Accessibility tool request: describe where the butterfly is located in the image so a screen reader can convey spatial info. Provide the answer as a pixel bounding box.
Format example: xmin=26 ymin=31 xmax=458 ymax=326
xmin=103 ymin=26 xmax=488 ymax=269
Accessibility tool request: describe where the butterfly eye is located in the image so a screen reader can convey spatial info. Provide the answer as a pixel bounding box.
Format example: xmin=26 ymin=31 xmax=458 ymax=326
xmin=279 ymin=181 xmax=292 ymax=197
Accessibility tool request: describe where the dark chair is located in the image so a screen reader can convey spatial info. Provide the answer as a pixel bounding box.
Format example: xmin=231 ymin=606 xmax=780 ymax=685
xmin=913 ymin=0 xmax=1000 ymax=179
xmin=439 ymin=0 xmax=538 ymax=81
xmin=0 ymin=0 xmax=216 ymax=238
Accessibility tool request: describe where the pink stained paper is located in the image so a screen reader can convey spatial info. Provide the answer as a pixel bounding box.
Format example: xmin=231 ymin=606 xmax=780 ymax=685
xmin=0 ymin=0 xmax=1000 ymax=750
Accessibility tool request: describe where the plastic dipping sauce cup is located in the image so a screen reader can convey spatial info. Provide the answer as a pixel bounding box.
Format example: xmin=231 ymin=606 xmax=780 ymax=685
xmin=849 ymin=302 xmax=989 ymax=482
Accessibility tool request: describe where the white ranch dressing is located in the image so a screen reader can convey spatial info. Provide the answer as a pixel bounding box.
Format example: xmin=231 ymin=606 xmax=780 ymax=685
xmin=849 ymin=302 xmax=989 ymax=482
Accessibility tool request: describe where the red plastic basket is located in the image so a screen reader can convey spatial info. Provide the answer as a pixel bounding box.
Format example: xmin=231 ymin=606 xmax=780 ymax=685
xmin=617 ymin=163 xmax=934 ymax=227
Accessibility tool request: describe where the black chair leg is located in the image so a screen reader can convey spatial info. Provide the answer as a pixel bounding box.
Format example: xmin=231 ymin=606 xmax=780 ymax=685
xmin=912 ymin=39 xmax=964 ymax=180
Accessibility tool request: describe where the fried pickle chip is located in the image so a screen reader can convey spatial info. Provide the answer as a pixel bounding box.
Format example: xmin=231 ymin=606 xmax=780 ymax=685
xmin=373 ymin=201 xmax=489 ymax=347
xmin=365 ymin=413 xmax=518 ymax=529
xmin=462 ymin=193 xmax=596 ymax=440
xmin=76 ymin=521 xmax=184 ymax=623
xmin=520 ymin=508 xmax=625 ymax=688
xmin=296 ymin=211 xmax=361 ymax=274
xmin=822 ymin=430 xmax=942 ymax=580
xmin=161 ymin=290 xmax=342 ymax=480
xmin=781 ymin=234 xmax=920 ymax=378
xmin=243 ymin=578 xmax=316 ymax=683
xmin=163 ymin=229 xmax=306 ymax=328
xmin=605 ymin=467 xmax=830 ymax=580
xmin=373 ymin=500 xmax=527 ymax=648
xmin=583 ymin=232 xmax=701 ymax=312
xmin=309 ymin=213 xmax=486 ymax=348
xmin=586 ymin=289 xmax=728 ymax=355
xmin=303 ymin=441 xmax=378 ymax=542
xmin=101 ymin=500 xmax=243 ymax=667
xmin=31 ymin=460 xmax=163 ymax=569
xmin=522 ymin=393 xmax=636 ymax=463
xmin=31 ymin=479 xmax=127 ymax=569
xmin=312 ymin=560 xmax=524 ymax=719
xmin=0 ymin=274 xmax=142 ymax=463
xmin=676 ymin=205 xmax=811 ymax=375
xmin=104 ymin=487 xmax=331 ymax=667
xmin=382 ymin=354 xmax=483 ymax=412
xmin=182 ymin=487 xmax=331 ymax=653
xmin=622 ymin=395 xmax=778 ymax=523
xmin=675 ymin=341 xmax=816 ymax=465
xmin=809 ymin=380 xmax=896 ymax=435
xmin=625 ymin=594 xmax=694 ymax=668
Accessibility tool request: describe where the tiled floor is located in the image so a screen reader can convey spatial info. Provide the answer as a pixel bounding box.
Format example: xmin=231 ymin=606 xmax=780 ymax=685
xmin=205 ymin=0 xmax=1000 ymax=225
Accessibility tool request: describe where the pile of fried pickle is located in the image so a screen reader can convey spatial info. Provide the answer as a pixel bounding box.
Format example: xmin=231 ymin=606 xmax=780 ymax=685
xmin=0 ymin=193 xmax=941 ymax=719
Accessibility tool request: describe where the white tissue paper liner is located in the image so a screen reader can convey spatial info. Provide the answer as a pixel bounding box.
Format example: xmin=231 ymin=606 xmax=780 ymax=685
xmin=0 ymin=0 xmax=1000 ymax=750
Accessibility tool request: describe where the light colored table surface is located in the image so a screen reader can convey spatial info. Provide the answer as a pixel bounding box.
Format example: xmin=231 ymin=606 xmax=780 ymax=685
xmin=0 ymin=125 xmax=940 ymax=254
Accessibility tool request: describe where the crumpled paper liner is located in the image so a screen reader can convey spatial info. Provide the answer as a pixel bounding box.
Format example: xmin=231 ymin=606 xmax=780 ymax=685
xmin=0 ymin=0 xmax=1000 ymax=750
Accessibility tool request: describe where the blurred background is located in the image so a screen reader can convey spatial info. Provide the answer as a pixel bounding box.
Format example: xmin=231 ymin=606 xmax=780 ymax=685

────

— WHAT THE TASK REQUIRES —
Locate each line in the items above that contains the word "pickle", and copy every such line in full.

— THE COMPLETED TASK —
Accessibility tool request: describe where the fried pickle chip is located in the image so a screen reader can convey spatial info. Provide the answer as a pixel bounding box.
Accessibility tool request: describe where the pile of fried pickle is located in the image so a screen reader can convey spatial info. Provide the answer as a pixel bounding box.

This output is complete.